Point annotation dataset records:
_ _ _ _
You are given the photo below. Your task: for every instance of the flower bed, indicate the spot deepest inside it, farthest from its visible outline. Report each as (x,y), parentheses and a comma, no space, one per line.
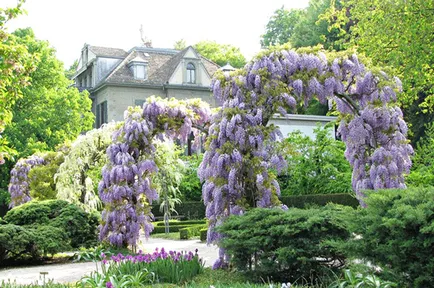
(157,267)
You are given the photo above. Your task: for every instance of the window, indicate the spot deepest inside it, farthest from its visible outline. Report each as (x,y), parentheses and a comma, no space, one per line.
(139,102)
(139,69)
(191,73)
(140,72)
(101,114)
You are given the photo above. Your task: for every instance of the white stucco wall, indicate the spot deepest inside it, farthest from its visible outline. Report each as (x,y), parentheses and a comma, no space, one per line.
(304,123)
(190,54)
(191,94)
(120,98)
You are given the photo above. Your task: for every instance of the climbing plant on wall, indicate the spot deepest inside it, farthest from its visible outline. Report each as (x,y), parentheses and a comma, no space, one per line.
(79,174)
(126,188)
(19,183)
(241,154)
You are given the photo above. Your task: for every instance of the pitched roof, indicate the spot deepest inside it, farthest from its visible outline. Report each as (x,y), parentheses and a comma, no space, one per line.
(108,52)
(161,64)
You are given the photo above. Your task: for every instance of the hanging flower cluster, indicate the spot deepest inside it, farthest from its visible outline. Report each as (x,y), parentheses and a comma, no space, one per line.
(19,183)
(73,182)
(126,188)
(242,151)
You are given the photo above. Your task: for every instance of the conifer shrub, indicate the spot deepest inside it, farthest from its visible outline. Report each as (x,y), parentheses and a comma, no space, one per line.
(286,245)
(396,231)
(79,226)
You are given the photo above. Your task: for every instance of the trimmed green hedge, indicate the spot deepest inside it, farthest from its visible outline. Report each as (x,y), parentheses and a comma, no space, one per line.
(80,227)
(300,201)
(190,210)
(189,232)
(196,210)
(160,229)
(177,223)
(203,234)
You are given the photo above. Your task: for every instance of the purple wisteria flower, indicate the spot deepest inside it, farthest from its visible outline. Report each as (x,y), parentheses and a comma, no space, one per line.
(236,167)
(126,187)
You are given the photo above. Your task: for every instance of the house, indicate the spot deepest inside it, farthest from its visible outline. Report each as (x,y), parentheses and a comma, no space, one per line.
(116,78)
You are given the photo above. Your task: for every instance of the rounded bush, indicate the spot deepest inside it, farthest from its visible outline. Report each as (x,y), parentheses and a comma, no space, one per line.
(79,226)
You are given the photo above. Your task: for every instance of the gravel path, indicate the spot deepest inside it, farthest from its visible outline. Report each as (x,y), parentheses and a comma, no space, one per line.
(69,273)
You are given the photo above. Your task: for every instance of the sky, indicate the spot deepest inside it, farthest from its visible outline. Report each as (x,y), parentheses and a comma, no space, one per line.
(69,24)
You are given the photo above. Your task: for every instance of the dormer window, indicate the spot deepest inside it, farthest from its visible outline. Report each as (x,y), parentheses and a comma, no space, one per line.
(138,67)
(191,73)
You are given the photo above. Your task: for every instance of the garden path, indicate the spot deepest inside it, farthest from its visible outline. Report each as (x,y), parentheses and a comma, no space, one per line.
(69,273)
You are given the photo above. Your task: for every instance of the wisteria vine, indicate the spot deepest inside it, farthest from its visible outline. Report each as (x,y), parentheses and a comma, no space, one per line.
(19,183)
(242,151)
(126,188)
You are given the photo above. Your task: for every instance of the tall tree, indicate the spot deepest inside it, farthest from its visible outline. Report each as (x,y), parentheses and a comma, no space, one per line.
(312,30)
(398,34)
(15,65)
(50,111)
(221,53)
(304,27)
(280,27)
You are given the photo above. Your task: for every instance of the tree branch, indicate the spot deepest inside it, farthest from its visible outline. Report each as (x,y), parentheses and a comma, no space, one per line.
(200,128)
(350,102)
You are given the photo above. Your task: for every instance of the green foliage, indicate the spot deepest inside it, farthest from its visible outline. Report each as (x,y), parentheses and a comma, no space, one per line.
(59,112)
(190,232)
(190,186)
(312,30)
(50,239)
(292,245)
(304,27)
(19,241)
(163,269)
(48,284)
(397,231)
(180,44)
(162,229)
(168,177)
(352,280)
(397,34)
(137,279)
(42,186)
(315,166)
(79,226)
(280,27)
(221,53)
(177,223)
(78,176)
(422,171)
(5,197)
(189,210)
(16,65)
(203,234)
(301,201)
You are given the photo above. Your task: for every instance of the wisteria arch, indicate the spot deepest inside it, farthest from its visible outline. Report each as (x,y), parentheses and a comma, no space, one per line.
(19,184)
(242,151)
(126,188)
_ _ _ _
■ **WHAT YOU NEED TO DO**
Rescale the lines starting at the one containing "wisteria arch, indicate" and ending at the last line of the listing: write them all out again, the request included, with every answer coordinate multiplied by 1.95 and rounded to a whole number, halves rounded up.

■ **TASK OUTPUT**
You are given the photo above. Your task: for every instance of the wisteria arch, indicate the spot deepest inside it, farthest from its visible outline. Report each as (x,y), parentheses and a comma, no space, one per line.
(37,359)
(472,294)
(246,367)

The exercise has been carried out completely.